### BRIEF 1
From the article on routine checkups and cancer screening, reproduce everything from "After adjusting for" down to "3.06 (CI 2.95-3.18).".
### BRIEF 2
In the article on routine checkups and cancer screening, how many health-plan enrollees were in the study sample?
### BRIEF 3
Extend the article on routine checkups and cancer screening from where it stops.

SACRAMENTO, Calif. -- Health-plan patients who take advantage of periodic routine physicals are more likely to be screened for colorectal cancer, and for breast or prostate cancer, researchers here reported.

SACRAMENTO, Calif., March 26 -- Health-plan patients who take advantage of periodic routine physicals are more likely to be screened for colorectal cancer, and for breast or prostate cancer, found researchers here.

Of patients who received a prepaid health exam in 2002 to 2003, colon cancer screening was three times higher compared with patients who did not have a checkup, Joshua Fenton, M.D., of the University of California, Davis here, and colleagues reported in the March 26 issue of the Archives of Internal Medicine.

Breast cancer screening for women was slightly greater among the checkup patients, while PSA testing for eligible men was almost three times greater.

These findings emerged from a retrospective cohort study to determine the association between preventive checkups and cancer testing in a population-based sample of 64,288 enrollees in a Washington State health plan (Group Health Cooperative). Participants were 52 to 78 years old and eligible for colorectal, breast, or prostate cancer screening.

Tests included completion of any colorectal cancer testing (fecal occult blood testing, sigmoidoscopy, colonoscopy, or barium enema), screening mammography, and PSA testing.

Overall, more than half (52.4%) of the enrollees received a checkup during the study period.

After adjusting for demographics, comorbidity, number of outpatient visits, 57.2% of checkup patients received colorectal screening versus 17.2% of patients who did not get checkups (adjusted relative incidence 3.47(95% CI, 3.34-3.59).

Among women who had preventive health exams, 74.1% had mammograms versus 55.9% of women without regular checkups (adjusted relative incidence 1.23, CI 1.20-1.25, P

Among eligible men, 58.8% given a checkup completed PSA testing, compared with 21.1% who did not (relative incidence 3.06 (CI 2.95-3.18).

The associations were particularly strong for colorectal cancer and prostate cancer, for which the health plan provides no centralized screening program, which it does for mammography, the authors wrote.

Although patients and physicians believe that preventive health exams are of proven value, there has been relatively little empirical support for the efficacy of the preventive health exam in health promotion or disease prevention, the researchers said.

The study, they said, provides timely confirmation and quantification of this association in population-based cohorts with confirmed eligibility for screening.

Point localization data
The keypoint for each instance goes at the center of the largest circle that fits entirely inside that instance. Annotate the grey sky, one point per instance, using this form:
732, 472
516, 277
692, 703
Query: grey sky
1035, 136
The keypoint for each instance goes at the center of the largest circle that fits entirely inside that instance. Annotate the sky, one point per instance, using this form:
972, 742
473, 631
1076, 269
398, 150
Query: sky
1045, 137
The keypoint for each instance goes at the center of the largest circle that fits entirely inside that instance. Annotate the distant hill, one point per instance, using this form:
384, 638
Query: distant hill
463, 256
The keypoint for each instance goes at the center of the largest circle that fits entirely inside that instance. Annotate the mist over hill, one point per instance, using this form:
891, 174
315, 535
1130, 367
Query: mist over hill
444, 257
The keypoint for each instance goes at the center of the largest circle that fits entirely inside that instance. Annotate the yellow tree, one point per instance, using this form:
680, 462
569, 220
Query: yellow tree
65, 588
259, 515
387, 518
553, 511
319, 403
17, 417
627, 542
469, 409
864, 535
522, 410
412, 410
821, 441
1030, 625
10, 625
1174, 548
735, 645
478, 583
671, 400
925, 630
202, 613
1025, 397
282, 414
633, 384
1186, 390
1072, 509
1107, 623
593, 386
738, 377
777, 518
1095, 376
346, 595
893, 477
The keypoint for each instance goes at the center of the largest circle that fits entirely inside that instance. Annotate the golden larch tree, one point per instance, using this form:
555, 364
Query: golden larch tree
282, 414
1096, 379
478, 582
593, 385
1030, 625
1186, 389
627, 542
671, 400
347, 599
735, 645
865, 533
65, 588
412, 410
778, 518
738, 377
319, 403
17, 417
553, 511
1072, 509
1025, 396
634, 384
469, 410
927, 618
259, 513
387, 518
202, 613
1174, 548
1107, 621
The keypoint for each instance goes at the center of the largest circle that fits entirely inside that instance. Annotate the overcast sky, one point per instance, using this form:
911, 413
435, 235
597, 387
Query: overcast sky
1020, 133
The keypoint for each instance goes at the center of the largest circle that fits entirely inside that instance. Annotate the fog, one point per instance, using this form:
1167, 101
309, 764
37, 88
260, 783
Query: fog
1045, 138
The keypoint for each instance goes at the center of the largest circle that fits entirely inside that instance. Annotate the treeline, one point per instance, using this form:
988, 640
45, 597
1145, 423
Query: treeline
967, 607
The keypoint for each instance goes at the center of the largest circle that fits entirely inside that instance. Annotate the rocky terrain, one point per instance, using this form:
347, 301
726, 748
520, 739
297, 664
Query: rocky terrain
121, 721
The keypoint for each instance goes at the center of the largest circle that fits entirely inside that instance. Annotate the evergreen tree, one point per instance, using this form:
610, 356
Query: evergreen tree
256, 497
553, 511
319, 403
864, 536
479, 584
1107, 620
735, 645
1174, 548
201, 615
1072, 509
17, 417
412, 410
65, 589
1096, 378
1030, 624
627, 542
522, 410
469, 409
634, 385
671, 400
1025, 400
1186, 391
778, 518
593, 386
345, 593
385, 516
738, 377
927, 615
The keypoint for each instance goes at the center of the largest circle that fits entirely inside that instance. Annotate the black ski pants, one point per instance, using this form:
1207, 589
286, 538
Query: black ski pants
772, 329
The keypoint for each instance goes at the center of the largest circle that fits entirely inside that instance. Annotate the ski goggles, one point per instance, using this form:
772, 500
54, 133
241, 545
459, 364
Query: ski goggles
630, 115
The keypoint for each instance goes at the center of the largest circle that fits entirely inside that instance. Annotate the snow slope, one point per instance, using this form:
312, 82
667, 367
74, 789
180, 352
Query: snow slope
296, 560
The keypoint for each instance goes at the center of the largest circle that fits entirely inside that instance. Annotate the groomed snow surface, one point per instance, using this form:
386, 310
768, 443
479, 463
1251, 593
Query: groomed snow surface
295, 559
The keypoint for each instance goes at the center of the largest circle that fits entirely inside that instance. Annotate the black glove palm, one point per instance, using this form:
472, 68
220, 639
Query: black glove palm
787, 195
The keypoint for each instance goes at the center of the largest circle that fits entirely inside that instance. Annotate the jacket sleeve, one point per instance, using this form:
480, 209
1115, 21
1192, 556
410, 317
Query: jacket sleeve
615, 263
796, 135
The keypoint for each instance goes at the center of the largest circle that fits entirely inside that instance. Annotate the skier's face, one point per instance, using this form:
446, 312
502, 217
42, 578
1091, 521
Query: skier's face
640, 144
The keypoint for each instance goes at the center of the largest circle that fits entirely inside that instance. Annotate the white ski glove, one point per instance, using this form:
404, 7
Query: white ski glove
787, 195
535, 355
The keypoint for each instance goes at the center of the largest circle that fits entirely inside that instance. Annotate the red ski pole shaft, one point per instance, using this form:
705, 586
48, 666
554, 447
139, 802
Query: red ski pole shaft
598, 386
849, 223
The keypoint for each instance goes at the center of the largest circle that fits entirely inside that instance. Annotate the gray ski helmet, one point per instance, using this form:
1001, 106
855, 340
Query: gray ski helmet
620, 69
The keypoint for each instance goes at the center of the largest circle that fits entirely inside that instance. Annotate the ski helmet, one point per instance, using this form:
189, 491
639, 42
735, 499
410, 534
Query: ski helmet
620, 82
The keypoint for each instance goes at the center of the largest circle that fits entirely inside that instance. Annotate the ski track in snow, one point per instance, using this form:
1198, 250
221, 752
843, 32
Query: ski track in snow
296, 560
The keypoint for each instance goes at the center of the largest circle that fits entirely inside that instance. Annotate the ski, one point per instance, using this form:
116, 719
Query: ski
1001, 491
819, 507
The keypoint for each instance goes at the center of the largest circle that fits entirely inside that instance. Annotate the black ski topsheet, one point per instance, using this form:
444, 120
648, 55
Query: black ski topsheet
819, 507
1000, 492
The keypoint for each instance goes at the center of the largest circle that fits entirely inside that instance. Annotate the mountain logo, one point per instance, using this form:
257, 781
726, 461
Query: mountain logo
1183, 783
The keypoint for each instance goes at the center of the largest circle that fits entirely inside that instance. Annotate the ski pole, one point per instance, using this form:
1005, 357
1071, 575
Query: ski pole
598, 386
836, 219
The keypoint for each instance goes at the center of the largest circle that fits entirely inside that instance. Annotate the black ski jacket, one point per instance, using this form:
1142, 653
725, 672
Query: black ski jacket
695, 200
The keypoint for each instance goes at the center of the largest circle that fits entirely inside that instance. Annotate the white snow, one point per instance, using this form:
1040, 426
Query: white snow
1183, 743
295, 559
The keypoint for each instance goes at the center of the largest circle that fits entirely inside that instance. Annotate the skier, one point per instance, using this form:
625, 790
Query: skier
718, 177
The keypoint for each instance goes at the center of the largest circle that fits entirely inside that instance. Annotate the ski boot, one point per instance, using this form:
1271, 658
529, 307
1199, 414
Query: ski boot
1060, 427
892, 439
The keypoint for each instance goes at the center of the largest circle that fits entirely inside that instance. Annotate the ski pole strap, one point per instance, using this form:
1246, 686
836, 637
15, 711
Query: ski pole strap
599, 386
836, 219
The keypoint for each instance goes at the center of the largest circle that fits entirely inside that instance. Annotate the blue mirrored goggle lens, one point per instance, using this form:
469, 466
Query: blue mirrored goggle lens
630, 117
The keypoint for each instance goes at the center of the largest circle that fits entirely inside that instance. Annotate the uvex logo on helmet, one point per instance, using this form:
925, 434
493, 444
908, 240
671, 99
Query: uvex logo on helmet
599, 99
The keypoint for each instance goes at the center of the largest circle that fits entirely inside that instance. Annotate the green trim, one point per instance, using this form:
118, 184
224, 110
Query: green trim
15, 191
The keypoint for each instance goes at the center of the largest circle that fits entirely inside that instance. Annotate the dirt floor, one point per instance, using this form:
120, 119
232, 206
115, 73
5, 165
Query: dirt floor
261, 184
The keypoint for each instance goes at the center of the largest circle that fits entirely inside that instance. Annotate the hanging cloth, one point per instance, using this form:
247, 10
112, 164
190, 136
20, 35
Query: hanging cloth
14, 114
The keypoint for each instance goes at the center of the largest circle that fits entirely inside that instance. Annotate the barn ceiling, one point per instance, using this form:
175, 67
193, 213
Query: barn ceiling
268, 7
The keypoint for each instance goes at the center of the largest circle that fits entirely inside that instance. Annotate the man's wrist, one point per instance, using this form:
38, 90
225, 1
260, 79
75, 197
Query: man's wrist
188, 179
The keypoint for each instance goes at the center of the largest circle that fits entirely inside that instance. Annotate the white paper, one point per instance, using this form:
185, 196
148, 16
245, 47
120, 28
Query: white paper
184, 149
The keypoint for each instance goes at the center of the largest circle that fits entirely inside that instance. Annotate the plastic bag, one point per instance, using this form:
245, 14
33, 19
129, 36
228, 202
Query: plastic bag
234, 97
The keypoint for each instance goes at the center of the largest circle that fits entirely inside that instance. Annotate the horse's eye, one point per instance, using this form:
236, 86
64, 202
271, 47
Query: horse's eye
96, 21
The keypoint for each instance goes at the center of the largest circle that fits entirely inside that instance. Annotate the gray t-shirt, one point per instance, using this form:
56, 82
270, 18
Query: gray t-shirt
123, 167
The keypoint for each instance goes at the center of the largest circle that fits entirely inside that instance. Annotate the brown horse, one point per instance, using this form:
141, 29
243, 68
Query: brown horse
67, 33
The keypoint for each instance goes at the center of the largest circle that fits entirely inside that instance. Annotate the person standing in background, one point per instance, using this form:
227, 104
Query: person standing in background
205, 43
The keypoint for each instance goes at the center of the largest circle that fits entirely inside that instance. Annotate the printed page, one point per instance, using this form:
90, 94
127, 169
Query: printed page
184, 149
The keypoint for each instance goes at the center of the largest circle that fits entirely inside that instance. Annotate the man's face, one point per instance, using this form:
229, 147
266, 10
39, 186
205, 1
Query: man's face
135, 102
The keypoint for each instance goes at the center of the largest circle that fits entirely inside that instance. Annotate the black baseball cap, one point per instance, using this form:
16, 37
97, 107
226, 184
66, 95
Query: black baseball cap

### TASK RESULT 1
After adjusting for demographics, comorbidity, number of outpatient visits, 57.2% of checkup patients received colorectal screening versus 17.2% of patients who did not get checkups (adjusted relative incidence 3.47(95% CI, 3.34-3.59).

Among women who had preventive health exams, 74.1% had mammograms versus 55.9% of women without regular checkups (adjusted relative incidence 1.23, CI 1.20-1.25, P

Among eligible men, 58.8% given a checkup completed PSA testing, compared with 21.1% who did not (relative incidence 3.06 (CI 2.95-3.18).

### TASK RESULT 2
64,288

### TASK RESULT 3
In discussing study limitations, the researchers wrote that they did not determine the presence of cancer symptoms in the study group and some colon cancer and PSA tests may have been done for diagnostic purposes rather than for screening.

If such symptoms led some enrollees to seek a "preventive" examination, and if physicians responded by ordering tests to diagnose cancer, then the results might overstate the impact of the preventive visit on cancer screening.

In addition, they said, misclassification of some covariates (benign prostatic hyperplasia diagnoses, for example) may have allowed residual confounding.

Unmeasured differences between patients who do and do not receive checkups may partly explain the observed differences in cancer screening. However, the investigators noted that they adjusted for the use of baseline preventive services to account for attitudes that may have predisposed patients to seek cancer screening and independently to adhere to physicians' recommendations.

Finally, they said, these findings may not be generalizable to uninsured populations or fee-for-service settings.

In similar populations, however, the preventive health exams may serve as a clinically important forum for the promotion of evidence-based colorectal cancer and breast cancer screening and of prostate cancer screening, which is not universally recommended, the investigators concluded.

"Experimental studies could confirm the efficacy of the preventive health examination in health promotion, elucidate the ideal content of preventive health examination, and guide the development of interventions to help physicians make the most of preventive health examinations," the researchers concluded.